Work task: Return, without anything added, the lines from the one containing "Exercise. Point out the dark" through the end of the entries below, exactly as written.

Excerpts from a dataset:

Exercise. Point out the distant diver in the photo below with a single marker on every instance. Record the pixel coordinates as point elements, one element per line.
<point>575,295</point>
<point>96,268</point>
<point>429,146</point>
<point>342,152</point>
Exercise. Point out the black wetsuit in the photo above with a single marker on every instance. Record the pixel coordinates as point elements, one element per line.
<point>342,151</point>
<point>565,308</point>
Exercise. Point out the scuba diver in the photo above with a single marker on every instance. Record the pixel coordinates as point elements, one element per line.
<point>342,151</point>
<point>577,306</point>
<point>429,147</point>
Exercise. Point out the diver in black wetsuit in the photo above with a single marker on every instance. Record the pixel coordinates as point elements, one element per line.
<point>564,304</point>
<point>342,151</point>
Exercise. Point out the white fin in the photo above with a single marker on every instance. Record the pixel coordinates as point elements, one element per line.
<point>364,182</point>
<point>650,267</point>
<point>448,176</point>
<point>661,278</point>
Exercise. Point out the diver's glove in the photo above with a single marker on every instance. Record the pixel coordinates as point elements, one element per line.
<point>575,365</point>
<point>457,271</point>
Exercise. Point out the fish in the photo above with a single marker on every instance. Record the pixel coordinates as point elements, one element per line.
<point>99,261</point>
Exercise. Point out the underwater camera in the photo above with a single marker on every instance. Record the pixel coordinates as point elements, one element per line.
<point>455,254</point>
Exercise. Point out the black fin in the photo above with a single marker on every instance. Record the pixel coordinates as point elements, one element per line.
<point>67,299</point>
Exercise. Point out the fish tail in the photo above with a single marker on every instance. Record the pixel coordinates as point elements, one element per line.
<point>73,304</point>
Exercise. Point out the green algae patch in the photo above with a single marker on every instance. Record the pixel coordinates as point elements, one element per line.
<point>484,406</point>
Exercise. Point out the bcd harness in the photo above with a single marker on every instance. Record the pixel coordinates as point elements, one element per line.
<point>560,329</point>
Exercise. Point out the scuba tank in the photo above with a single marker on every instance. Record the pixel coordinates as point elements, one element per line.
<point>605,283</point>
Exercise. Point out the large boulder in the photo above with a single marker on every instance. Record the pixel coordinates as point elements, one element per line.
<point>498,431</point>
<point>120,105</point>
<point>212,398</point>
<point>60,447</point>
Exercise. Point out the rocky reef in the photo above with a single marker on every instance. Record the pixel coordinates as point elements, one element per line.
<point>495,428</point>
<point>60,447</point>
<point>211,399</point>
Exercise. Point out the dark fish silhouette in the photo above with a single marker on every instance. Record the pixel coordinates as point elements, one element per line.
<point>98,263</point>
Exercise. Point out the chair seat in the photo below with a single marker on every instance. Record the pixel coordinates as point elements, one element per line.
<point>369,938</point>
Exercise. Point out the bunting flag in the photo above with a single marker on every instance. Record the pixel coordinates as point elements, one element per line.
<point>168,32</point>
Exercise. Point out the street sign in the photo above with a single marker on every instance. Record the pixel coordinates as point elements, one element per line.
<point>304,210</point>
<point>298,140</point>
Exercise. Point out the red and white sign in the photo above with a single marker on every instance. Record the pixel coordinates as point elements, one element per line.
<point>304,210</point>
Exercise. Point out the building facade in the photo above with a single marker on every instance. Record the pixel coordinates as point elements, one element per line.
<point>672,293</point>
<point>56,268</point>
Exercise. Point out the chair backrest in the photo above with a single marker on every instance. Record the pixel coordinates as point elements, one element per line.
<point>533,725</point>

Task solution:
Exercise. Point out the dark fish silhouette in the photo above with a single marker on every instance. Record the pixel coordinates as point elements, one element per line.
<point>98,263</point>
Exercise. Point out the chair seat in the photo below with a single marker on every instance. Record the pixel coordinates as point elements, one element per line.
<point>369,938</point>
Exercise. Point out the bunting flag in the photo above with a single marker on every instance. Record the pixel coordinates as point elements, one element per line.
<point>168,32</point>
Exercise. Point out the street sign in the photo above with a single marker on every instance. Record the pixel coordinates as point elements, one element per line.
<point>304,210</point>
<point>298,140</point>
Exercise. Point out the red and white sign in the photo above with a single marker on every instance. Record the pixel coordinates as point elements, one element per line.
<point>304,210</point>
Exercise. Point out the building facade in the photo above with a single marker on every instance. Record the pixel coordinates as point elements, one element per line.
<point>672,293</point>
<point>56,268</point>
Exercise. Point out the chair backrest in the photo above with a single marker on every instance. Record the pixel coordinates as point elements, one element per line.
<point>533,725</point>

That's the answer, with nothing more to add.